***** Supplied passage
# 2002 Pathfinder LE MPG



## instantpop (Dec 19, 2005)

So I am the proud new owner of an '02 Pathfinder LE this week and after driving my 240SX into the ground and my '98 Altima before that, I am loving my first adventure into the SUV arena. I do have a question, though. I've read that the MPG rating for the Pathfinder is 15/19 and you're more likely to get 13 MPG when driving in the city. I'm not even getting that. I'm lucky if I am getting about 10MPG when using it for running errands and the like. Any ideas as to what I should check out to get that number a bit higher? I did buy the vehicle from a dealership but not really one that I necessarily trust did a good job of conditioning the vehicle before I purchased it. I was ready for lower MPG coming from the 240, but I didn't think that it would be this drastic! Any ideas are welcome and thanks for providing such a great forum!!

-Brent


----------



## Zilverado (Sep 25, 2002)

Hey welcome to the forum!

I don't know how the 4wd is set up in the newer models (i.e. full-time 4wd, etc), but if you can, keep it out of 4wd whenever you don't need it. The extra power ot turn the front does effect the MPGs.

Also, standard tune-up stuff like plugs, wires, filters (air and fuel) can help quite a bit.

Just some thoughts.


----------



## instantpop (Dec 19, 2005)

Hey Zilverado,

Thanks for the speedy reply. The newer ones (at least my '02) has Auto 4WD as an option and that is where things are set. I've got it there since we've got quite a bit of snow here right now and it's one of the main reasons I went to the SUV market from the 240SX I had. The maintenance records on it are pretty much non-existent so I am going to go through and replace all the plugs, filters and whatnot. Luckily my brother-in-law works for an auto parts store!! I've also read that colder temperatures can effect the MPG, but really by how much? Right now, I am getting about 10-12 MPG on 92 Octane gas.


----------



## MrGame (Jun 8, 2005)

Check out all of your cv shafts and make sure nothing is binding in the drivetrain, any type of drag is going to lower your gas mileage


----------



## Telefunken (Nov 11, 2005)

My average is around 13 mpg (city/aggressive, fresh plugs and filters). With gentle driving and lotsa highway it's around 16 mpg. I also noticed that the mileage went a bit down after I had the transmission fluids changed. Since I did it at the independent shop it's not entirely impossible that the guys used wrong viscosity fluids. No way to check though, is there?
**********
***** Records
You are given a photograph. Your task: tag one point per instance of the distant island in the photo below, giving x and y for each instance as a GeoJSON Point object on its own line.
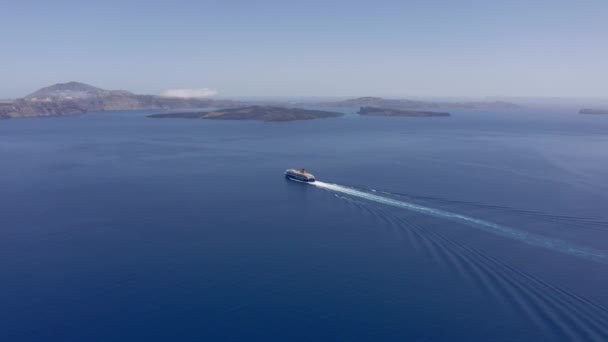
{"type": "Point", "coordinates": [593, 111]}
{"type": "Point", "coordinates": [261, 113]}
{"type": "Point", "coordinates": [74, 98]}
{"type": "Point", "coordinates": [377, 111]}
{"type": "Point", "coordinates": [369, 101]}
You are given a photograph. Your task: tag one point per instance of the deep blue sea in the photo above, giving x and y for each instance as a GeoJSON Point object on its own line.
{"type": "Point", "coordinates": [485, 226]}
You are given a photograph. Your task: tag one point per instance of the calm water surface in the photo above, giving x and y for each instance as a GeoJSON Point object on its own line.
{"type": "Point", "coordinates": [118, 227]}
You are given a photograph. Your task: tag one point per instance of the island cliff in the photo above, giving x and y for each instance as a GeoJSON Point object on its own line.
{"type": "Point", "coordinates": [77, 98]}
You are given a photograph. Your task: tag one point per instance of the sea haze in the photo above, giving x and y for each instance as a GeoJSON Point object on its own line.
{"type": "Point", "coordinates": [120, 227]}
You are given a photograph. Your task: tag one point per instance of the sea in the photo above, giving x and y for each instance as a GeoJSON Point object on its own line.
{"type": "Point", "coordinates": [488, 225]}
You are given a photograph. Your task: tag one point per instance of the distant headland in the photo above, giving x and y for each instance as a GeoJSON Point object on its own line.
{"type": "Point", "coordinates": [73, 98]}
{"type": "Point", "coordinates": [261, 113]}
{"type": "Point", "coordinates": [593, 111]}
{"type": "Point", "coordinates": [377, 111]}
{"type": "Point", "coordinates": [380, 102]}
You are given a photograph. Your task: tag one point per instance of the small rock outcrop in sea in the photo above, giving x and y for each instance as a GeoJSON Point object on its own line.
{"type": "Point", "coordinates": [377, 111]}
{"type": "Point", "coordinates": [261, 113]}
{"type": "Point", "coordinates": [593, 111]}
{"type": "Point", "coordinates": [417, 104]}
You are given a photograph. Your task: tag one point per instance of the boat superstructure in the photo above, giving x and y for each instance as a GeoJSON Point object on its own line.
{"type": "Point", "coordinates": [299, 175]}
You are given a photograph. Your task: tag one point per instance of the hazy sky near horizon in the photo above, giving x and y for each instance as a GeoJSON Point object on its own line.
{"type": "Point", "coordinates": [309, 48]}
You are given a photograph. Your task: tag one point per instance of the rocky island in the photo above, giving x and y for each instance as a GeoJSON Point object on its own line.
{"type": "Point", "coordinates": [377, 111]}
{"type": "Point", "coordinates": [416, 104]}
{"type": "Point", "coordinates": [78, 98]}
{"type": "Point", "coordinates": [593, 111]}
{"type": "Point", "coordinates": [261, 113]}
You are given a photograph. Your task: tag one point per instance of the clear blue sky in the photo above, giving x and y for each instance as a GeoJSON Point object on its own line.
{"type": "Point", "coordinates": [281, 48]}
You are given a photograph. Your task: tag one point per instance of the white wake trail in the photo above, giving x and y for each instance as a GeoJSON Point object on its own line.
{"type": "Point", "coordinates": [512, 233]}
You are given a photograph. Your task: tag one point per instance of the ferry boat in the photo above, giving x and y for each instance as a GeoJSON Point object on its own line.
{"type": "Point", "coordinates": [299, 175]}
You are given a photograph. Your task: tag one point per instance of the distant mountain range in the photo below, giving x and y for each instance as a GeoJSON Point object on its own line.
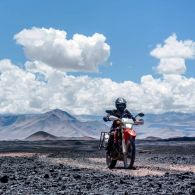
{"type": "Point", "coordinates": [61, 124]}
{"type": "Point", "coordinates": [56, 122]}
{"type": "Point", "coordinates": [166, 125]}
{"type": "Point", "coordinates": [42, 136]}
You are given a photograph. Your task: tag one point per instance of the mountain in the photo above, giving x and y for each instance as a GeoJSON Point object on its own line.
{"type": "Point", "coordinates": [61, 124]}
{"type": "Point", "coordinates": [165, 125]}
{"type": "Point", "coordinates": [55, 122]}
{"type": "Point", "coordinates": [40, 135]}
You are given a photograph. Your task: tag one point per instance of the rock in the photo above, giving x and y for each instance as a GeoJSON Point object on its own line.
{"type": "Point", "coordinates": [88, 186]}
{"type": "Point", "coordinates": [46, 176]}
{"type": "Point", "coordinates": [77, 176]}
{"type": "Point", "coordinates": [4, 179]}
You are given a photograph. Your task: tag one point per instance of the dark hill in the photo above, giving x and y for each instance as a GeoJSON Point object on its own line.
{"type": "Point", "coordinates": [40, 135]}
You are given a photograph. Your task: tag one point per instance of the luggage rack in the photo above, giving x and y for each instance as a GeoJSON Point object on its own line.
{"type": "Point", "coordinates": [103, 139]}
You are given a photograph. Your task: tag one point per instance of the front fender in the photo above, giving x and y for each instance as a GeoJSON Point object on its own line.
{"type": "Point", "coordinates": [129, 133]}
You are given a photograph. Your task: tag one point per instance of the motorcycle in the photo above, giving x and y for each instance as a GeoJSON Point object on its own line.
{"type": "Point", "coordinates": [123, 148]}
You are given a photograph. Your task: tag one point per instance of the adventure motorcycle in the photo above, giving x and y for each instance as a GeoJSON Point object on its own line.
{"type": "Point", "coordinates": [123, 148]}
**********
== Objective ==
In the Pathfinder mileage thread, what mileage does Telefunken report with gentle driving and mostly highway?

== Completed task ==
Around 16 mpg.